- THINGS TO DO
- A) Please duplicate everything in the chat log below from "Andrew: Playing some" down to "Andrew: HOT.".
- B) For each statement, say yes or no on whether the chat log below agrees with it, and quote the words from the log that settle it: (i) Andrew went to Glasto with two guys. (ii) Chris could remember clearly what Andrew had said about Glasto. (iii) The two girls in the extended camp had been to the festival before.

- PASSAGE
10th July
Andrew: Well isn't that creative. :P
Chris: I thought you'd like it. :P
Andrew: You should have put, "Without you, I'd be everything."
Chris: That'd be lying.
Andrew: ^^
Chris: :P
Chris: I mean, $$
Andrew: So how goes it?
Chris: Not too bad. You?
Andrew: I'm chuffing hot at the moment. I'm sitting here in only boxers and headphones.
Andrew: Playing some RDR, hence the sporadic replies.
Chris: You sure know how to reply sporadically, though. :P
Chris: And, to make things even/weirder/more awkward, I'm sitting here in only gym shorts. So there.
Andrew: HOT.
Chris: So are you
Andrew: Oh, stop.
Chris: ^^
Andrew: Though I did say I was just now. :/
Chris: Didn't ruin it in the slightest.
Andrew: Right enough with the Xbox, my room is too hot already.
Chris: LOL
Chris: It's because you're in it
Andrew: That doesn't help either, my hands get sweaty whenever I touch anything.
Chris: LOL
Andrew: So have I talked about Glasto yet?
Chris: Slightly
Andrew: Can you remember what I mentioned?
Chris: Not particularly.
Andrew: Great because as it was over a week ago, I've forgotten everything.
Chris: LOL
Andrew: It was basically a bunch of hot chicks wandering around a load of fields, while wearing very few clothes due to the heat.
Chris: Is that all you noticed? :P
Andrew: I think at some point there was some music as well.
Andrew: I partially remember that there were a few guys as well. :/
Chris: LOL
Andrew: We actually had a couple of females in our extended camp.
Chris: Orly?
Andrew: Yuss.
Chris: And?
Andrew: Well could explain how this came about if you want?
Chris: Indeed.
Andrew: So I went there with 2 guys, my mate Matt and his flatmate Matt (Matt 2, Snorlax). Snorlax also had a few guys that he festivals with come along as well. We saved an area of field so they could camp near us. They arrived a bit later than we did.
Andrew: So anywho, when they were queuing they got chatting to a couple of girls who had never been before and tagged along with the others.
Andrew: That's about it.
Chris: Ah. No sex?
Andrew: Nope, all I got was some super noodles. :P
Chris: And that's code for...? :p
Andrew: Oh, plus a comment about my fire being "cute."

- ENTRIES
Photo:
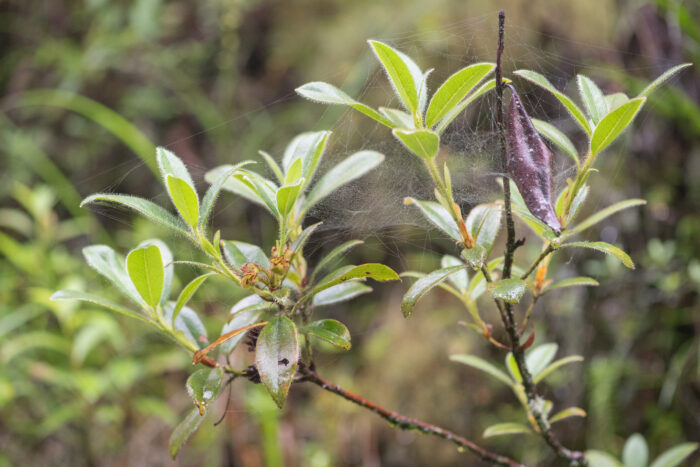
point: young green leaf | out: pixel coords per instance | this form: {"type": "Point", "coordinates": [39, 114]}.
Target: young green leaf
{"type": "Point", "coordinates": [331, 331]}
{"type": "Point", "coordinates": [668, 74]}
{"type": "Point", "coordinates": [340, 293]}
{"type": "Point", "coordinates": [424, 285]}
{"type": "Point", "coordinates": [183, 431]}
{"type": "Point", "coordinates": [454, 89]}
{"type": "Point", "coordinates": [147, 209]}
{"type": "Point", "coordinates": [592, 98]}
{"type": "Point", "coordinates": [557, 137]}
{"type": "Point", "coordinates": [614, 123]}
{"type": "Point", "coordinates": [483, 365]}
{"type": "Point", "coordinates": [185, 199]}
{"type": "Point", "coordinates": [325, 93]}
{"type": "Point", "coordinates": [276, 356]}
{"type": "Point", "coordinates": [145, 267]}
{"type": "Point", "coordinates": [405, 76]}
{"type": "Point", "coordinates": [508, 290]}
{"type": "Point", "coordinates": [438, 216]}
{"type": "Point", "coordinates": [605, 248]}
{"type": "Point", "coordinates": [636, 452]}
{"type": "Point", "coordinates": [544, 83]}
{"type": "Point", "coordinates": [423, 143]}
{"type": "Point", "coordinates": [674, 456]}
{"type": "Point", "coordinates": [510, 428]}
{"type": "Point", "coordinates": [346, 171]}
{"type": "Point", "coordinates": [203, 386]}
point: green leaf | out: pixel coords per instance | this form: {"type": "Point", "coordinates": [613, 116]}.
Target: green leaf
{"type": "Point", "coordinates": [376, 271]}
{"type": "Point", "coordinates": [340, 293]}
{"type": "Point", "coordinates": [544, 83]}
{"type": "Point", "coordinates": [460, 279]}
{"type": "Point", "coordinates": [483, 224]}
{"type": "Point", "coordinates": [605, 248]}
{"type": "Point", "coordinates": [88, 297]}
{"type": "Point", "coordinates": [604, 213]}
{"type": "Point", "coordinates": [675, 455]}
{"type": "Point", "coordinates": [188, 292]}
{"type": "Point", "coordinates": [203, 386]}
{"type": "Point", "coordinates": [510, 428]}
{"type": "Point", "coordinates": [540, 357]}
{"type": "Point", "coordinates": [424, 285]}
{"type": "Point", "coordinates": [614, 123]}
{"type": "Point", "coordinates": [331, 331]}
{"type": "Point", "coordinates": [508, 290]}
{"type": "Point", "coordinates": [346, 171]}
{"type": "Point", "coordinates": [601, 459]}
{"type": "Point", "coordinates": [557, 137]}
{"type": "Point", "coordinates": [636, 452]}
{"type": "Point", "coordinates": [325, 93]}
{"type": "Point", "coordinates": [147, 209]}
{"type": "Point", "coordinates": [555, 366]}
{"type": "Point", "coordinates": [404, 74]}
{"type": "Point", "coordinates": [483, 365]}
{"type": "Point", "coordinates": [287, 196]}
{"type": "Point", "coordinates": [145, 267]}
{"type": "Point", "coordinates": [438, 216]}
{"type": "Point", "coordinates": [185, 200]}
{"type": "Point", "coordinates": [183, 431]}
{"type": "Point", "coordinates": [334, 255]}
{"type": "Point", "coordinates": [423, 143]}
{"type": "Point", "coordinates": [566, 413]}
{"type": "Point", "coordinates": [106, 262]}
{"type": "Point", "coordinates": [239, 253]}
{"type": "Point", "coordinates": [276, 356]}
{"type": "Point", "coordinates": [592, 98]}
{"type": "Point", "coordinates": [571, 282]}
{"type": "Point", "coordinates": [668, 74]}
{"type": "Point", "coordinates": [454, 89]}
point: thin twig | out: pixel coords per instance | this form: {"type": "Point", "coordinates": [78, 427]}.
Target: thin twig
{"type": "Point", "coordinates": [405, 423]}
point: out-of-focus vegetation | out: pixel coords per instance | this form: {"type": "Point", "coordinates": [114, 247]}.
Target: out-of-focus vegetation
{"type": "Point", "coordinates": [214, 81]}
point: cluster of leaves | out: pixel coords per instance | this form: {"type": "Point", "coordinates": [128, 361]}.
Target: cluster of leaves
{"type": "Point", "coordinates": [283, 292]}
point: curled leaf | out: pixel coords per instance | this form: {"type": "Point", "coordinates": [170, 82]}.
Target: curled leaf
{"type": "Point", "coordinates": [530, 164]}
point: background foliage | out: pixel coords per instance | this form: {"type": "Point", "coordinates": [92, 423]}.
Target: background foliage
{"type": "Point", "coordinates": [214, 82]}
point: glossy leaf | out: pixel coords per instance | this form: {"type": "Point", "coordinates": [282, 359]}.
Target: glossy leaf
{"type": "Point", "coordinates": [346, 171]}
{"type": "Point", "coordinates": [557, 137]}
{"type": "Point", "coordinates": [668, 74]}
{"type": "Point", "coordinates": [340, 293]}
{"type": "Point", "coordinates": [675, 455]}
{"type": "Point", "coordinates": [145, 268]}
{"type": "Point", "coordinates": [325, 93]}
{"type": "Point", "coordinates": [423, 285]}
{"type": "Point", "coordinates": [203, 386]}
{"type": "Point", "coordinates": [614, 123]}
{"type": "Point", "coordinates": [331, 331]}
{"type": "Point", "coordinates": [185, 199]}
{"type": "Point", "coordinates": [454, 89]}
{"type": "Point", "coordinates": [183, 431]}
{"type": "Point", "coordinates": [404, 74]}
{"type": "Point", "coordinates": [423, 143]}
{"type": "Point", "coordinates": [593, 98]}
{"type": "Point", "coordinates": [508, 290]}
{"type": "Point", "coordinates": [438, 216]}
{"type": "Point", "coordinates": [276, 356]}
{"type": "Point", "coordinates": [501, 429]}
{"type": "Point", "coordinates": [605, 248]}
{"type": "Point", "coordinates": [483, 365]}
{"type": "Point", "coordinates": [544, 83]}
{"type": "Point", "coordinates": [636, 452]}
{"type": "Point", "coordinates": [147, 209]}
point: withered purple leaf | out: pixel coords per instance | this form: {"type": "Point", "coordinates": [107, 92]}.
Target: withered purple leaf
{"type": "Point", "coordinates": [530, 164]}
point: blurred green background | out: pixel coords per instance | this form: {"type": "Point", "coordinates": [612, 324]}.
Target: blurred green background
{"type": "Point", "coordinates": [214, 82]}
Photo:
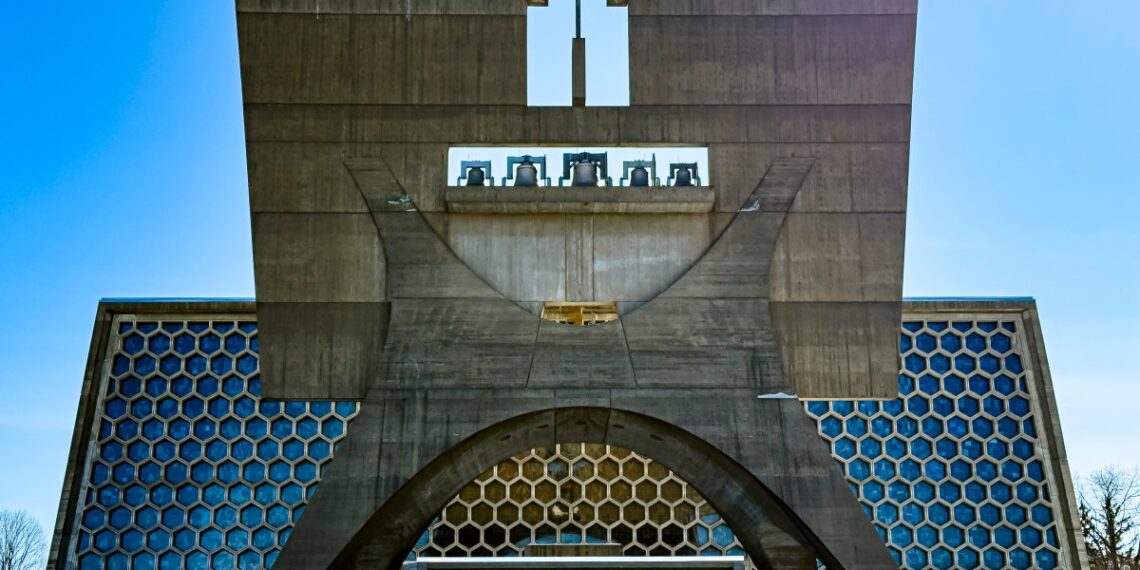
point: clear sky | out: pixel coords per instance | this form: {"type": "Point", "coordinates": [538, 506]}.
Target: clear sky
{"type": "Point", "coordinates": [122, 173]}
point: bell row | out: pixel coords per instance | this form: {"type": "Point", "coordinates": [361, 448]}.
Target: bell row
{"type": "Point", "coordinates": [578, 169]}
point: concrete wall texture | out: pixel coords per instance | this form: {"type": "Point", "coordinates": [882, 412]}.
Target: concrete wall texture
{"type": "Point", "coordinates": [178, 463]}
{"type": "Point", "coordinates": [373, 287]}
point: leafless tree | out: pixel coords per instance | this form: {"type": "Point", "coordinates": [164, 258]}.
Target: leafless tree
{"type": "Point", "coordinates": [22, 543]}
{"type": "Point", "coordinates": [1110, 519]}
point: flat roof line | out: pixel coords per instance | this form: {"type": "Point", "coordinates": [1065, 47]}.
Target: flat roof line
{"type": "Point", "coordinates": [250, 299]}
{"type": "Point", "coordinates": [970, 299]}
{"type": "Point", "coordinates": [177, 300]}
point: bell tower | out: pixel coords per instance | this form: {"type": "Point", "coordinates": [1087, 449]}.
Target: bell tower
{"type": "Point", "coordinates": [448, 306]}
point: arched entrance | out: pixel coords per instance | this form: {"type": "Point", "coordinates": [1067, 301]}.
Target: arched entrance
{"type": "Point", "coordinates": [605, 497]}
{"type": "Point", "coordinates": [771, 534]}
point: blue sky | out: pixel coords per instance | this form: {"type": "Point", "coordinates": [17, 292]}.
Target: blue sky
{"type": "Point", "coordinates": [122, 172]}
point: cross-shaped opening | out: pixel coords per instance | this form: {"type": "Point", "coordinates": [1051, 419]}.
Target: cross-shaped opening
{"type": "Point", "coordinates": [554, 30]}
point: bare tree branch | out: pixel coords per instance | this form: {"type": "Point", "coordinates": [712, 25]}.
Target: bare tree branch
{"type": "Point", "coordinates": [22, 543]}
{"type": "Point", "coordinates": [1109, 518]}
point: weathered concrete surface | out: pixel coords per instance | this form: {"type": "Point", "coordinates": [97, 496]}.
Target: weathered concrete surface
{"type": "Point", "coordinates": [788, 281]}
{"type": "Point", "coordinates": [580, 201]}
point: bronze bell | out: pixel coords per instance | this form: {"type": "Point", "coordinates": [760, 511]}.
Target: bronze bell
{"type": "Point", "coordinates": [585, 173]}
{"type": "Point", "coordinates": [638, 177]}
{"type": "Point", "coordinates": [527, 174]}
{"type": "Point", "coordinates": [475, 177]}
{"type": "Point", "coordinates": [684, 177]}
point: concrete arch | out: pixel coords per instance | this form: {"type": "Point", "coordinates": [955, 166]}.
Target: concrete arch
{"type": "Point", "coordinates": [772, 534]}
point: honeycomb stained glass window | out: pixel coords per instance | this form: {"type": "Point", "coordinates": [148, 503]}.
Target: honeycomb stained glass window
{"type": "Point", "coordinates": [950, 473]}
{"type": "Point", "coordinates": [578, 494]}
{"type": "Point", "coordinates": [189, 469]}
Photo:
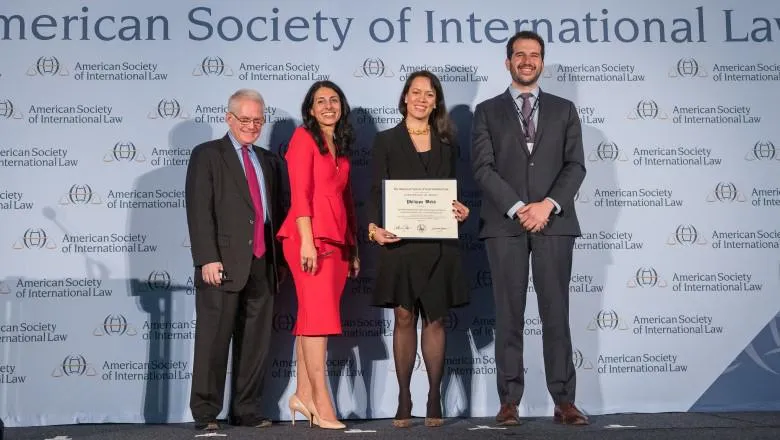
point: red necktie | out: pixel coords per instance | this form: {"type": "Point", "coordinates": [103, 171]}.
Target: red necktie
{"type": "Point", "coordinates": [258, 242]}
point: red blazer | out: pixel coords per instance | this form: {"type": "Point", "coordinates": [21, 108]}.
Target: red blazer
{"type": "Point", "coordinates": [319, 188]}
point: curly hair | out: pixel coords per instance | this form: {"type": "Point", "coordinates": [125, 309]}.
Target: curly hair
{"type": "Point", "coordinates": [343, 135]}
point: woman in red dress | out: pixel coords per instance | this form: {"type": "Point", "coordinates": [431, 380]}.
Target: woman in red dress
{"type": "Point", "coordinates": [319, 241]}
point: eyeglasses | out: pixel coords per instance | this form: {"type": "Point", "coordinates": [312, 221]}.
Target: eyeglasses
{"type": "Point", "coordinates": [245, 122]}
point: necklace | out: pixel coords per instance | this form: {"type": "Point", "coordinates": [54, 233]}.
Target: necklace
{"type": "Point", "coordinates": [416, 131]}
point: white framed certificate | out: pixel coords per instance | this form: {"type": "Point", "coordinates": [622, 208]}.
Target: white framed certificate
{"type": "Point", "coordinates": [420, 208]}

- EXPECTED RESPONSES
- A)
Andrew: Playing some RDR, hence the sporadic replies.
Chris: You sure know how to reply sporadically, though. :P
Chris: And, to make things even/weirder/more awkward, I'm sitting here in only gym shorts. So there.
Andrew: HOT.

- B)
(i) Yes: "So I went there with 2 guys"
(ii) No: "Not particularly."
(iii) No: "a couple of girls who had never been before"